-------- Supplied material --------

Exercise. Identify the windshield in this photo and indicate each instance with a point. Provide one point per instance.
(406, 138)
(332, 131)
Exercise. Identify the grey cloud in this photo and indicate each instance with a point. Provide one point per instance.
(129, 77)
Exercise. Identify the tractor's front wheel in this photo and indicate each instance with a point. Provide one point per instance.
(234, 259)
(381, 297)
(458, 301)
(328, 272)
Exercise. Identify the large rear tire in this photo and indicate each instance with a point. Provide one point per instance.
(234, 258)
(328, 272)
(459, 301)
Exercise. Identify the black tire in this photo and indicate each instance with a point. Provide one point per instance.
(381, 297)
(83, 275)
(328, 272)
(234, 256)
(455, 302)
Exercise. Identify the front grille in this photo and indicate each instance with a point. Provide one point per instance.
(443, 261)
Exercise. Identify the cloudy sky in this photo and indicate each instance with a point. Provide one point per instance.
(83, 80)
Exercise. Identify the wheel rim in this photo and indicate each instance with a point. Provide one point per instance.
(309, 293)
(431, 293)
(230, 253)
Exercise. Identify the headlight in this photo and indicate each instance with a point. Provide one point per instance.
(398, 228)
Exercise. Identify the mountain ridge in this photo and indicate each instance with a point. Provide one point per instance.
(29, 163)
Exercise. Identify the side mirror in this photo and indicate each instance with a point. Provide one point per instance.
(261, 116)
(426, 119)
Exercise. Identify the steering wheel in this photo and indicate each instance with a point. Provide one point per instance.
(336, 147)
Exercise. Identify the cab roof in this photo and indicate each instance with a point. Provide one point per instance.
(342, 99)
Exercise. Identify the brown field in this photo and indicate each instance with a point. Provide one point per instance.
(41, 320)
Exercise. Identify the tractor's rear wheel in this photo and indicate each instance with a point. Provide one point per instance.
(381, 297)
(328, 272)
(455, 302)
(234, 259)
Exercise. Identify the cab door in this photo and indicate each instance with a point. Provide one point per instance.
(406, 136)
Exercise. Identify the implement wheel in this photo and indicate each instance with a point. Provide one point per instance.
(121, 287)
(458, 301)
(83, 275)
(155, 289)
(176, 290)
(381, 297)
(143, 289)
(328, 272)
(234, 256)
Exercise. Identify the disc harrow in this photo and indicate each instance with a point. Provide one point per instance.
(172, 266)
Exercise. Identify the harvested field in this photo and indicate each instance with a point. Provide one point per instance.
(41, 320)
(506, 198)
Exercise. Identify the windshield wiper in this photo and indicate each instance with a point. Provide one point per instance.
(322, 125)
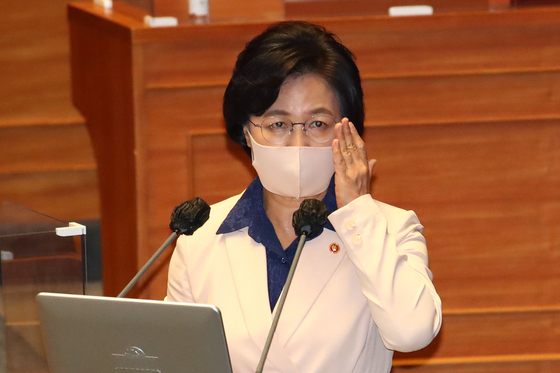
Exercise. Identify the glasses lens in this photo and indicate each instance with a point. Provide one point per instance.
(276, 129)
(320, 128)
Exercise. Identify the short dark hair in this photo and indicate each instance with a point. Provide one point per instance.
(290, 49)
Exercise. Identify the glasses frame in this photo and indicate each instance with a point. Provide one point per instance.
(291, 131)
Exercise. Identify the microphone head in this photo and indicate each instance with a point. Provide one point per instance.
(310, 218)
(189, 216)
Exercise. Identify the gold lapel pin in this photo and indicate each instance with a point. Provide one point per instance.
(334, 248)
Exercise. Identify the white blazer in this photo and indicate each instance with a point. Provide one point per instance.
(345, 312)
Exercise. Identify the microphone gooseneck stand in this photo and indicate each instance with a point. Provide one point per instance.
(308, 222)
(185, 219)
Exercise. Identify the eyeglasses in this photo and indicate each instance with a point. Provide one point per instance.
(277, 129)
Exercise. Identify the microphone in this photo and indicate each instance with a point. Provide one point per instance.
(308, 222)
(185, 219)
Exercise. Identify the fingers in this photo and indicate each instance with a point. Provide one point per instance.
(352, 147)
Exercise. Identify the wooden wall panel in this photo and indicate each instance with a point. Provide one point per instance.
(483, 43)
(488, 336)
(45, 148)
(504, 365)
(35, 72)
(314, 8)
(464, 98)
(65, 195)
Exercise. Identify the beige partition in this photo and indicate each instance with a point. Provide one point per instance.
(463, 115)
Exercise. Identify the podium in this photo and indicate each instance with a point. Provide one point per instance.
(39, 253)
(462, 113)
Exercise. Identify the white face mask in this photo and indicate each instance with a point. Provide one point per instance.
(293, 171)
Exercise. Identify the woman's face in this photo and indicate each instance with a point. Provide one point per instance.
(299, 99)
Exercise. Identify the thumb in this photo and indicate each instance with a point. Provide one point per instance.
(371, 165)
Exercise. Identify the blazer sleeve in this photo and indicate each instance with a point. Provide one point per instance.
(178, 285)
(387, 248)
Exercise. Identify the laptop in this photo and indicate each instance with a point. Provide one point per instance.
(91, 334)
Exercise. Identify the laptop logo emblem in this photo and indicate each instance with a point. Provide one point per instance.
(135, 360)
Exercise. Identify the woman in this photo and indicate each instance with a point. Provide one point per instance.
(362, 288)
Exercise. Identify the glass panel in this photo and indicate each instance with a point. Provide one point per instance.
(34, 259)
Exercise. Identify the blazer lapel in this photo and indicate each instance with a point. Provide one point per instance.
(248, 266)
(315, 268)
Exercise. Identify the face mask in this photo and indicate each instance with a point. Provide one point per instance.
(293, 171)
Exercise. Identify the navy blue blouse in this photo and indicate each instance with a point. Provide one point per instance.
(249, 212)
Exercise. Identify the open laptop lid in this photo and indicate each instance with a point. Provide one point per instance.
(89, 334)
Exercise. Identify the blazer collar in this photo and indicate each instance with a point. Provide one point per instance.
(248, 265)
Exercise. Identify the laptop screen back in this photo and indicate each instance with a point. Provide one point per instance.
(88, 334)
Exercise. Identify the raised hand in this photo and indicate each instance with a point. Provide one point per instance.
(353, 170)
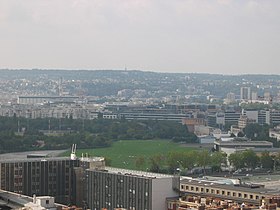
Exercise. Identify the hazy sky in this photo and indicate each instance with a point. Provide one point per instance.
(214, 36)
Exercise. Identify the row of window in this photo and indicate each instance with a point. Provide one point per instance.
(220, 192)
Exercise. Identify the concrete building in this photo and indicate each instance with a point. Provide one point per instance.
(249, 193)
(232, 117)
(192, 122)
(40, 176)
(245, 93)
(275, 117)
(275, 133)
(127, 189)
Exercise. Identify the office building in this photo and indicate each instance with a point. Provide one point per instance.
(245, 93)
(40, 176)
(127, 189)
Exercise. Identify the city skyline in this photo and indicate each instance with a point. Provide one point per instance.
(217, 36)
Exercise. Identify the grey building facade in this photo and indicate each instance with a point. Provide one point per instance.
(50, 176)
(128, 189)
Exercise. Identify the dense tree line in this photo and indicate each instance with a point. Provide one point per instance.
(258, 132)
(19, 134)
(249, 159)
(204, 159)
(183, 161)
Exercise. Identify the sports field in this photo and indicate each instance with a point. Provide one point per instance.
(124, 153)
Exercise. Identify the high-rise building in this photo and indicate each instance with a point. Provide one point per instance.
(47, 176)
(245, 93)
(127, 189)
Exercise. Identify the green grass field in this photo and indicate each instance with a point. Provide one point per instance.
(124, 153)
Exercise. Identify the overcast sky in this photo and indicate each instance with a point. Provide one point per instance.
(211, 36)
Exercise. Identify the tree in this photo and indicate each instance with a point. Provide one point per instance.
(236, 160)
(203, 159)
(217, 159)
(140, 162)
(250, 159)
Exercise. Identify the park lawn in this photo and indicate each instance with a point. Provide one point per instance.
(124, 153)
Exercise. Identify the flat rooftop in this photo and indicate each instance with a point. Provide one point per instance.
(128, 172)
(250, 188)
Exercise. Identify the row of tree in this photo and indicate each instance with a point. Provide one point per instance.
(186, 161)
(84, 133)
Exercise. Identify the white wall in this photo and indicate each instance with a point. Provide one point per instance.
(162, 188)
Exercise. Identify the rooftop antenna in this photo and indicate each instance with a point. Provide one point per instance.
(73, 152)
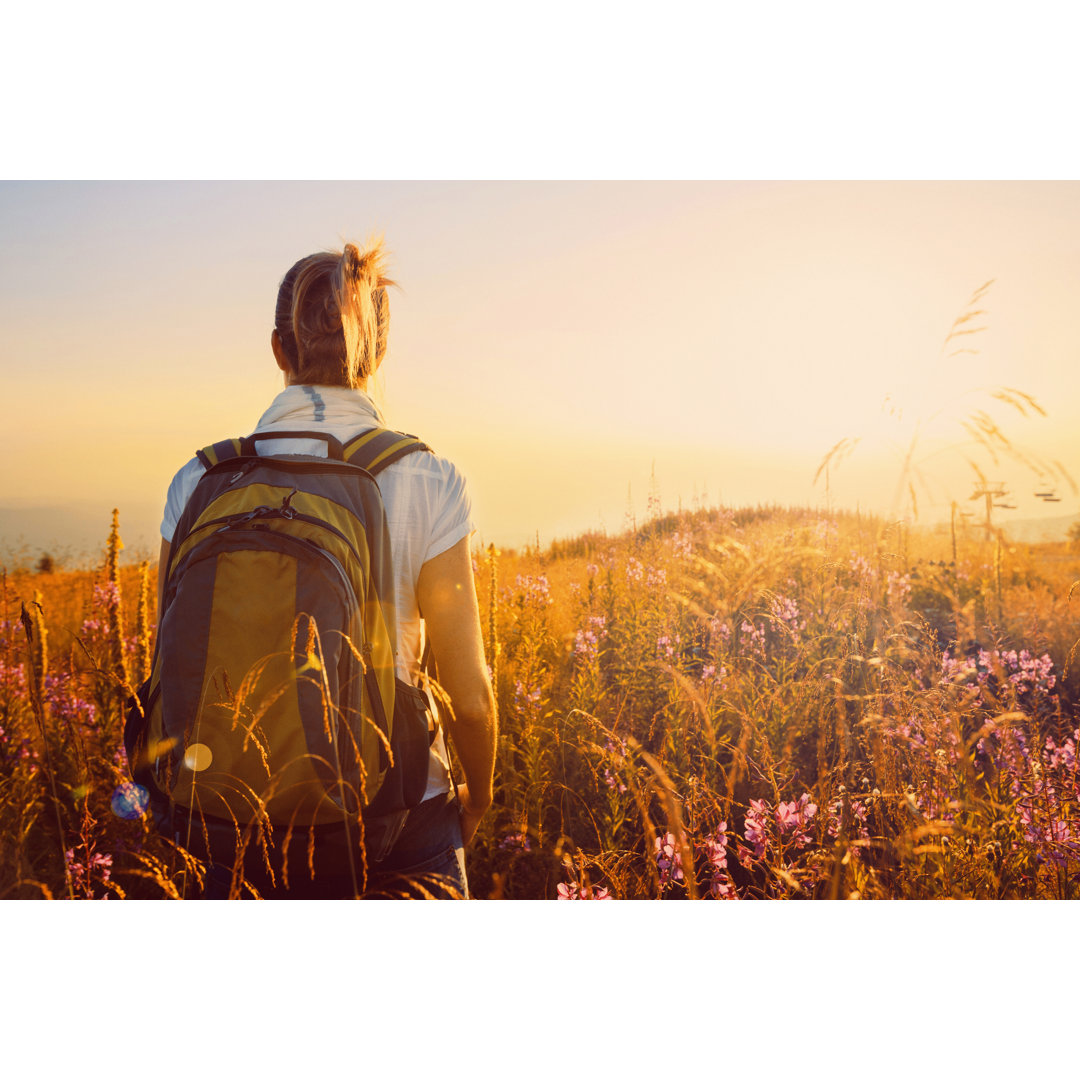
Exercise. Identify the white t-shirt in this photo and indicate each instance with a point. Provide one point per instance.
(427, 503)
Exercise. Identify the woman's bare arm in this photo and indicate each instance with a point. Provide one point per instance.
(447, 598)
(162, 563)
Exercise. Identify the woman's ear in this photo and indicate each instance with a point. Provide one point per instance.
(279, 352)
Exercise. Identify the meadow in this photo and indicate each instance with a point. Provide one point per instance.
(716, 704)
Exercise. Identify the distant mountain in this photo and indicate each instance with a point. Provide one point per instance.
(1039, 529)
(75, 532)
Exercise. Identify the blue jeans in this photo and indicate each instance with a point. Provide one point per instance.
(427, 862)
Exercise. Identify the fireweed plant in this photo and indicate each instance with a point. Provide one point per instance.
(718, 705)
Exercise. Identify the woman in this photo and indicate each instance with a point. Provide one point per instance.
(329, 337)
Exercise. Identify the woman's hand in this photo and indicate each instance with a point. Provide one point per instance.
(471, 813)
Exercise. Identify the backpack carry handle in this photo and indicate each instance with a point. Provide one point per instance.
(334, 447)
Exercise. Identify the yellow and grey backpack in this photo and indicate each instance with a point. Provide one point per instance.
(272, 697)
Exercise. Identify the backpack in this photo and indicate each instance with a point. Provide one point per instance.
(272, 698)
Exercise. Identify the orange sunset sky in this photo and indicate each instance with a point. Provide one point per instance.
(559, 340)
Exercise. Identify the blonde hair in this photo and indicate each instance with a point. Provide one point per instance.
(333, 315)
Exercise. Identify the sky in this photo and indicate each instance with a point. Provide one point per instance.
(572, 346)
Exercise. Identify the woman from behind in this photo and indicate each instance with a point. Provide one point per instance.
(329, 337)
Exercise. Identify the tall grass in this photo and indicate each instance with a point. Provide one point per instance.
(719, 704)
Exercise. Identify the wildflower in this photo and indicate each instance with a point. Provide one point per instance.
(130, 800)
(536, 592)
(755, 826)
(669, 860)
(715, 850)
(570, 890)
(899, 588)
(682, 544)
(753, 637)
(785, 611)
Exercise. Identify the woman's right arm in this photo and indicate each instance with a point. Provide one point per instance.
(447, 597)
(162, 563)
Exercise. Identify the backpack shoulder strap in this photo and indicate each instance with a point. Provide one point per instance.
(379, 447)
(217, 453)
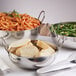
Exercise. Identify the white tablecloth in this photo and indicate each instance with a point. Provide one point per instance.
(61, 55)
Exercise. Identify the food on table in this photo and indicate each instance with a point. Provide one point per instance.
(31, 48)
(44, 30)
(28, 51)
(66, 29)
(13, 21)
(47, 52)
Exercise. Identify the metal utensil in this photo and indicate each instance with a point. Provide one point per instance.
(69, 63)
(62, 40)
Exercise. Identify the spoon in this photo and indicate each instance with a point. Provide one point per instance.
(69, 63)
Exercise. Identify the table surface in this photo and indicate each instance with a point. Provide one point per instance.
(61, 55)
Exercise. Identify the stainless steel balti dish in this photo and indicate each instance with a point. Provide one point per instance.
(65, 38)
(30, 62)
(19, 34)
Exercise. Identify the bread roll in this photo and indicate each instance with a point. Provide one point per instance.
(28, 50)
(42, 44)
(46, 52)
(17, 44)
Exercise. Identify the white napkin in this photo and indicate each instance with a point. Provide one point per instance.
(3, 66)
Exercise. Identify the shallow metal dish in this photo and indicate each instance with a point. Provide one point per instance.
(20, 34)
(64, 41)
(30, 63)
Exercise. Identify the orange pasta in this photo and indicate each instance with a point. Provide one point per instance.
(17, 22)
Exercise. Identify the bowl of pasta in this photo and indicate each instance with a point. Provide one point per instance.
(14, 24)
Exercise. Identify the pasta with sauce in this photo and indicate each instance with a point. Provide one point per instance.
(14, 21)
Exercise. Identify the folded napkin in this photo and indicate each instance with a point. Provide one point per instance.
(3, 66)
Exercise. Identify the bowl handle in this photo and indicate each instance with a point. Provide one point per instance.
(42, 12)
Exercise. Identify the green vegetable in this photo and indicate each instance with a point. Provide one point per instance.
(67, 29)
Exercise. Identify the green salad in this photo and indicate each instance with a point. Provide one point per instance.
(67, 29)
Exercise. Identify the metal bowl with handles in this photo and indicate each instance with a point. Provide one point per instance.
(62, 40)
(20, 34)
(30, 63)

--------

What the task requires
Rewrite the stretch from the line containing "Exercise. Identify the metal bowl" through the end of the entries, putting "steel bowl" in place of "metal bowl" and keeping everything else the same.

Task answer
Exercise. Identify the steel bowl with handles in this photo and indicate each instance with a point. Provide one point per instance.
(62, 40)
(20, 34)
(30, 63)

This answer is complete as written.